■ **SELECTED EXCERPT**:

☆ ☆ ☆ ☆ ☆ ☆ ☆

Trump has also suggested that he may stop making risk-sharing payments to insurers, another element of the ACA put in place to strike a balance between the profit-motive of insurance companies and the law’s goal of making insurance both broadly available and affordable.

Related: Are Republicans Finally Ready to Fix Obamacare?

Those two steps alone could be enough to cause a major crisis in the health insurance industry, which Trump seems to believe would force lawmakers to accept whatever solution is placed before them. He doesn’t appear to have given much thought to the impact on the millions of Americans who would be left in coverage limbo in the time it took to resolve the problem.

But there is also reason to believe that Trump may not be able to bring himself to pull the trigger.

Remember how Trump was going to brand China a currency manipulator and begin punishing Beijing with trade sanctions on Day One of this presidency? Remember how Trump was going to deport millions of undocumented immigrants so quickly after his inauguration that it would make your head spin?

Related: As Health Care Reform Crumbles, House GOP Turns to the Budget and Taxes

Remember how Trump was going to demand an investigation of Hillary Clinton for unspecified illegal activity as soon as he took office?

Those threats all have at least one thing in common: They turned out to be empty.

Trump is a frequent bluffer, and it’s a strategy that has often worked out for him. But, at least on the political stage, he has shown a reluctance to follow through on his most high-profile threats. Now that the effort to repeal and replace the ACA has gone down in flames, the millions of people who still benefit from the program must be hoping that he stays true to form.

☆ ☆ ☆ ☆ ☆ ☆ ☆

■ **EXCERPTED RECORDS**:
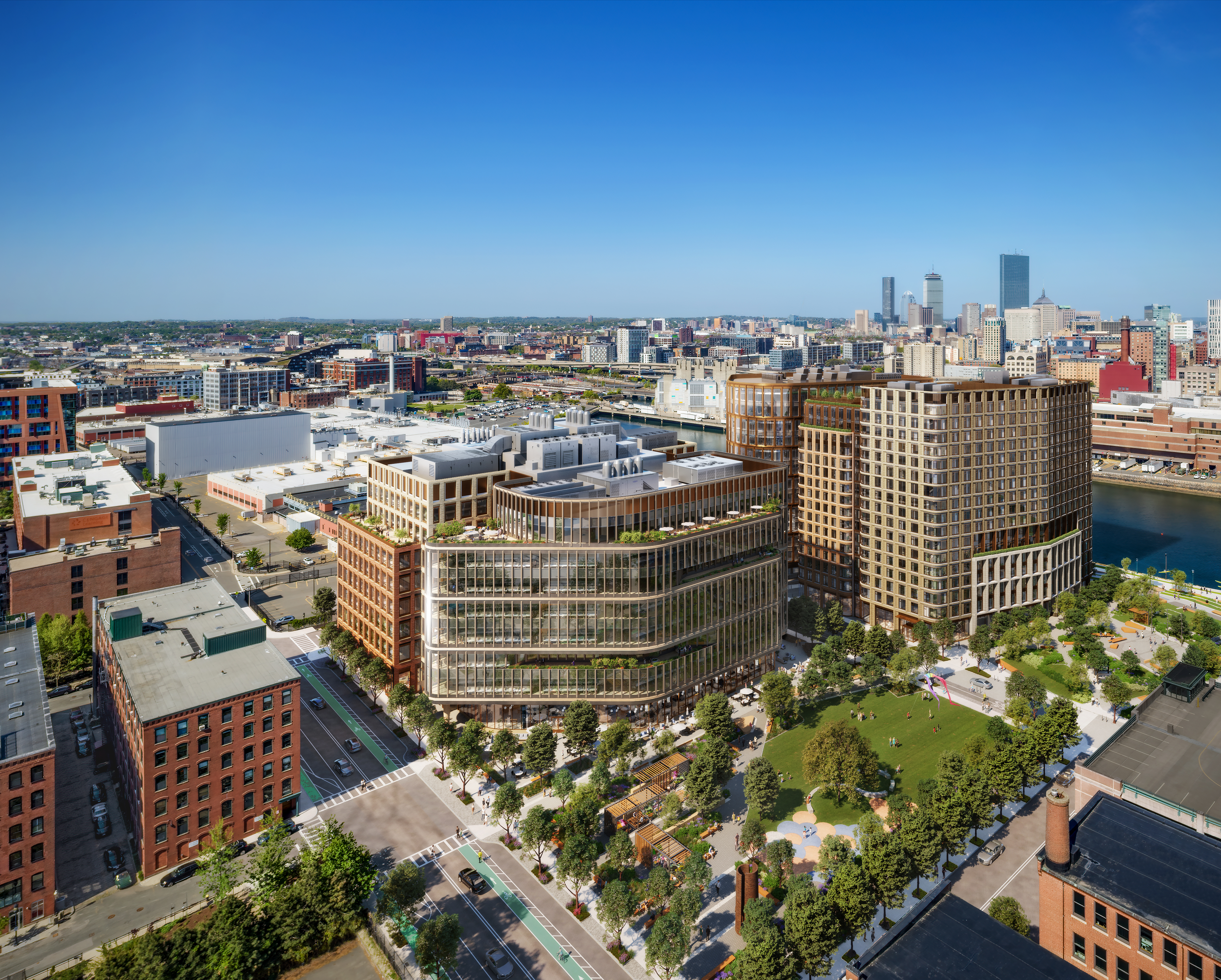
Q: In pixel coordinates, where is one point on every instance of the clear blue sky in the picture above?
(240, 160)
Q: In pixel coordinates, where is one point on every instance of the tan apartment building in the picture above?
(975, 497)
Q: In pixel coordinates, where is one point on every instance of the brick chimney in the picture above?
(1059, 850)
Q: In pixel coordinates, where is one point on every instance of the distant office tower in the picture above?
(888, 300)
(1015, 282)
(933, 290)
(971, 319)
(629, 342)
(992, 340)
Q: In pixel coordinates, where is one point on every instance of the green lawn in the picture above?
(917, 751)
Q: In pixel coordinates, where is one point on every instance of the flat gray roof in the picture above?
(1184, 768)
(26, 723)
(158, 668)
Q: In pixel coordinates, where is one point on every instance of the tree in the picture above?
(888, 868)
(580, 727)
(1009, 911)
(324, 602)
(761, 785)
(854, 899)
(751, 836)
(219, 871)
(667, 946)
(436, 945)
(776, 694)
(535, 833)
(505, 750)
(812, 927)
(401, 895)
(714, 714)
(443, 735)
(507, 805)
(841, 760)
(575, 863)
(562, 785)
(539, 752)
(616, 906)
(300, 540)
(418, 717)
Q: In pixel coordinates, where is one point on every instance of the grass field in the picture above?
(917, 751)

☆ ☆ ☆ ☆ ☆ ☆ ☆

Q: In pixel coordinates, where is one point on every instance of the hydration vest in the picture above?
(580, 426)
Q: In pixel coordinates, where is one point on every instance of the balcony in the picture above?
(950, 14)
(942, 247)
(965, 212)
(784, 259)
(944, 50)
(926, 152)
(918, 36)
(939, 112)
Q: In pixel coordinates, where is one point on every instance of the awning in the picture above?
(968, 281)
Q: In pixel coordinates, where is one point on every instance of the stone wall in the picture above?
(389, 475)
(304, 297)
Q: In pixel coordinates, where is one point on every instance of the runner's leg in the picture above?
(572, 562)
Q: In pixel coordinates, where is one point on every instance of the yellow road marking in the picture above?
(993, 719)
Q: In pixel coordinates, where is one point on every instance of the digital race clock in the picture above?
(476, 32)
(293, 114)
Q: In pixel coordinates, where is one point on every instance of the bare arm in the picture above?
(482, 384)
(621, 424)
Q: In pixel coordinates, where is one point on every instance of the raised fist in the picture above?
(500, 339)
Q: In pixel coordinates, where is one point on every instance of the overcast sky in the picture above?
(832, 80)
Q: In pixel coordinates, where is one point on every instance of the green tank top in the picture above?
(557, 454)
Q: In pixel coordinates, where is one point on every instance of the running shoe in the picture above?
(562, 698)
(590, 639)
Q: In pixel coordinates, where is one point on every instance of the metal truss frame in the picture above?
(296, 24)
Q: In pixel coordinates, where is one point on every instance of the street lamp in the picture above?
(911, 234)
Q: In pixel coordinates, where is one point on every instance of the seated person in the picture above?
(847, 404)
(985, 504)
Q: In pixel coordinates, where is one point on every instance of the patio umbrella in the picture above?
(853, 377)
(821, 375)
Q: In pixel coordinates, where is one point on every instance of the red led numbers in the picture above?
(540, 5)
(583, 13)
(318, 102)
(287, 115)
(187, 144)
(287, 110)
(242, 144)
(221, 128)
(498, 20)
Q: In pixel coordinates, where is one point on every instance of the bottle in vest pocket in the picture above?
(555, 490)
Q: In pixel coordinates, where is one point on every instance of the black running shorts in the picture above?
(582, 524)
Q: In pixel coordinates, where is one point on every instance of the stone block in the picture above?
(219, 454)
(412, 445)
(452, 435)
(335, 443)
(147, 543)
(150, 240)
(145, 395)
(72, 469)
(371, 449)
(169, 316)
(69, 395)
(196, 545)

☆ ☆ ☆ ☆ ☆ ☆ ☆

■ **REQUIREMENT A**: In the article on Trump and the health care law, what were the risk-sharing payments to insurers meant to accomplish?
■ **REQUIREMENT B**: Repeat word for word the passage of the article on Trump and the health care law that opens with the words containing "Related: Are Republicans" and closes with "pull the trigger.".

■ **TASK RESULT A**: They were meant to strike a balance between the profit motive of insurance companies and the law's goal of making insurance both broadly available and affordable.

■ **TASK RESULT B**:
Related: Are Republicans Finally Ready to Fix Obamacare?

Those two steps alone could be enough to cause a major crisis in the health insurance industry, which Trump seems to believe would force lawmakers to accept whatever solution is placed before them. He doesn’t appear to have given much thought to the impact on the millions of Americans who would be left in coverage limbo in the time it took to resolve the problem.

But there is also reason to believe that Trump may not be able to bring himself to pull the trigger.